• **Recorded data**:
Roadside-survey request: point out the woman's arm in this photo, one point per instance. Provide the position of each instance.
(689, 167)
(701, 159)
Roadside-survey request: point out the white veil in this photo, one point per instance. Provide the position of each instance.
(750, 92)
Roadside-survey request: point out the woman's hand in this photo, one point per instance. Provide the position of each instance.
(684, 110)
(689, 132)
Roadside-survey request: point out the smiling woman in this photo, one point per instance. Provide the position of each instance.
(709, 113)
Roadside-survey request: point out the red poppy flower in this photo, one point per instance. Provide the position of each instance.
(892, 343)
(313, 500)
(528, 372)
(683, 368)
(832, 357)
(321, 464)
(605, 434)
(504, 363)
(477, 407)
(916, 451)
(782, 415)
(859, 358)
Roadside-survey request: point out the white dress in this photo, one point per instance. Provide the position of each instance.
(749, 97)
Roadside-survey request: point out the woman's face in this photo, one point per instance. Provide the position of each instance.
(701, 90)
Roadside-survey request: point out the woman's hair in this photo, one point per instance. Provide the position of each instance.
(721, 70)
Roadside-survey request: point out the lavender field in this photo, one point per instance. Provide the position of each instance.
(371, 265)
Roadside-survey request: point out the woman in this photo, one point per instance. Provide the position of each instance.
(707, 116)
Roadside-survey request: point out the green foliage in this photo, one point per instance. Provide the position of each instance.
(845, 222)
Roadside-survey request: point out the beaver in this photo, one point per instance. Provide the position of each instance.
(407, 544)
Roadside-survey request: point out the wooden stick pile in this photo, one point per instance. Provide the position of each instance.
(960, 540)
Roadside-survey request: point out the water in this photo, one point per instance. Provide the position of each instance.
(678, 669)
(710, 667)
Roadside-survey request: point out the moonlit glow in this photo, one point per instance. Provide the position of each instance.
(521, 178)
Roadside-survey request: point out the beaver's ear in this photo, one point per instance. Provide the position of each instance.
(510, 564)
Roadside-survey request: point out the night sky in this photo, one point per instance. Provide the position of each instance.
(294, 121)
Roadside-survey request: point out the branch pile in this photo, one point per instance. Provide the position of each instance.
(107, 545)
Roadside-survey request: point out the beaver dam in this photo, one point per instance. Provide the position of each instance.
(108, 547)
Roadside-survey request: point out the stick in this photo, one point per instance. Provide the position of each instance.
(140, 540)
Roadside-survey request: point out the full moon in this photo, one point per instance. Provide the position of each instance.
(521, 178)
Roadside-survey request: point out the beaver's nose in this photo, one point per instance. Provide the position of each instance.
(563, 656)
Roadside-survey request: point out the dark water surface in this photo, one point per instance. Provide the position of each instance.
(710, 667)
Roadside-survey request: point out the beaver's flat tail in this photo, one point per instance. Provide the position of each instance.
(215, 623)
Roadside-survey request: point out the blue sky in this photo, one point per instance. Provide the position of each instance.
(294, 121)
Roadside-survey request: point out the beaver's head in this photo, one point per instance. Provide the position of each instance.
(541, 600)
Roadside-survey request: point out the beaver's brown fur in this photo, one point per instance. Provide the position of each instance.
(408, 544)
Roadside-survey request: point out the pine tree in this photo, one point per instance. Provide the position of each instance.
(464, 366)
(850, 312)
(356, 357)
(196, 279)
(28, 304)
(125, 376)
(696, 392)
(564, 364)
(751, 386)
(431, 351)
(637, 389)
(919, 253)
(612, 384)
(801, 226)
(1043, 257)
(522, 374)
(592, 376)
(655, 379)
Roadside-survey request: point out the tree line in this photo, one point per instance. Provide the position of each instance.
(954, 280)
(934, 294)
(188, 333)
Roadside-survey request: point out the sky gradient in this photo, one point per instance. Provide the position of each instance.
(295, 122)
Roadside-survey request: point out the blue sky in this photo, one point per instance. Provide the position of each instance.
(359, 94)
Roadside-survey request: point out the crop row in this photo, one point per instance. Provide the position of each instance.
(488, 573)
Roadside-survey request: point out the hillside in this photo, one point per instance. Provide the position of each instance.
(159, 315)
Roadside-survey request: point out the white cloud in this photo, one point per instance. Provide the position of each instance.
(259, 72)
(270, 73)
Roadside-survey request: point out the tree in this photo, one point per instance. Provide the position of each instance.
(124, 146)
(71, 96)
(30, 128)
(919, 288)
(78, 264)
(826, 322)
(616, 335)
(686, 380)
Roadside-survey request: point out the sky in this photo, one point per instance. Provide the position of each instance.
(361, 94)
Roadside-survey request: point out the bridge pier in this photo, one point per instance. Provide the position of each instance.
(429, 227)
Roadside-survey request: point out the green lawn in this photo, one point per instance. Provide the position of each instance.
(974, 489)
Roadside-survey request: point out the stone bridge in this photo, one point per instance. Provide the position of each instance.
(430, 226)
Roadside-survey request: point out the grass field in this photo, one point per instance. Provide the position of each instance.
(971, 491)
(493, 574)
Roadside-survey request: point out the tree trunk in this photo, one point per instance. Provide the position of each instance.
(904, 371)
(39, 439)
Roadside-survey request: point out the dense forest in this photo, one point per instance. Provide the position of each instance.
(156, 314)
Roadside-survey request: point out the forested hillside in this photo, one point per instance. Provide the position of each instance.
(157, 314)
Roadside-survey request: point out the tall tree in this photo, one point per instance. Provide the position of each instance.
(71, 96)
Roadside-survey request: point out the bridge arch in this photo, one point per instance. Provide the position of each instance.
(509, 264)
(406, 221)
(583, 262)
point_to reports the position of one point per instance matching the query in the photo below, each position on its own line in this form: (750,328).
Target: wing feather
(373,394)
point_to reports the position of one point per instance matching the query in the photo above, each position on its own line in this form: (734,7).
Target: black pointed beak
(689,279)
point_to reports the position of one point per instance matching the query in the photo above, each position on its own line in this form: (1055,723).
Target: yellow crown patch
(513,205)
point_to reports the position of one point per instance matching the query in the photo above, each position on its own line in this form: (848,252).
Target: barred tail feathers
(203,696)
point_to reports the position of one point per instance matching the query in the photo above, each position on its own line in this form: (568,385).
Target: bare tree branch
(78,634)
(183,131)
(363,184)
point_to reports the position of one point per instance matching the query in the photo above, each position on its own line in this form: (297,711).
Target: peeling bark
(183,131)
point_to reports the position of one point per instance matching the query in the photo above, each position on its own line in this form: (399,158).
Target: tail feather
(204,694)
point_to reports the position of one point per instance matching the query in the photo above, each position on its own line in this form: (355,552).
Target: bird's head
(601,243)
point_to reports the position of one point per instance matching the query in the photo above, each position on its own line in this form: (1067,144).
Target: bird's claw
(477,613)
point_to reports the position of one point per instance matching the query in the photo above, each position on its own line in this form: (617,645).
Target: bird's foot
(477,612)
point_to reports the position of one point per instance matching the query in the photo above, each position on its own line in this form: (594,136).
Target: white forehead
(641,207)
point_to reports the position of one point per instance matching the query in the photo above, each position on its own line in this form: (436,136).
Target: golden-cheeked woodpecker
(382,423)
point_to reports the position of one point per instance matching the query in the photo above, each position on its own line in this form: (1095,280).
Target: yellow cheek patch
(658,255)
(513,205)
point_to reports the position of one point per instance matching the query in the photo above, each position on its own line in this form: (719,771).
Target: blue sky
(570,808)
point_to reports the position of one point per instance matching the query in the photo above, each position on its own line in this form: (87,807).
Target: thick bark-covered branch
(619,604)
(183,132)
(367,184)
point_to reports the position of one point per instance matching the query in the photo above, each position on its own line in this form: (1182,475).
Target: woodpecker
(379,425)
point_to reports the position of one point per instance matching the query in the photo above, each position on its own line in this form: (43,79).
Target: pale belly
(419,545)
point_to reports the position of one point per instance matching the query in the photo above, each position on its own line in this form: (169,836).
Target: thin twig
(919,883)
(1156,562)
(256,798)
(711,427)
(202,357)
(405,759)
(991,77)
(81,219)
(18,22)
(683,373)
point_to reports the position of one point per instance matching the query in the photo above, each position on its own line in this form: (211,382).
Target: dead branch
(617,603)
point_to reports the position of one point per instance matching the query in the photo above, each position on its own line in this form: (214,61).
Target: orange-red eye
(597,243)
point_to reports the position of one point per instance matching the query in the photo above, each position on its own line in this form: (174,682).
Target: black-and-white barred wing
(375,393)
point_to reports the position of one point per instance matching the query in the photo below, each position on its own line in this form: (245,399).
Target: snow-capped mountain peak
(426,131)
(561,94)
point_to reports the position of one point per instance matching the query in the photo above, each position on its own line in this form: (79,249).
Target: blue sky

• **Exercise requirements**:
The answer should be a single number: the count of lines in the data that include the string "below".

• **Result of the exercise**:
2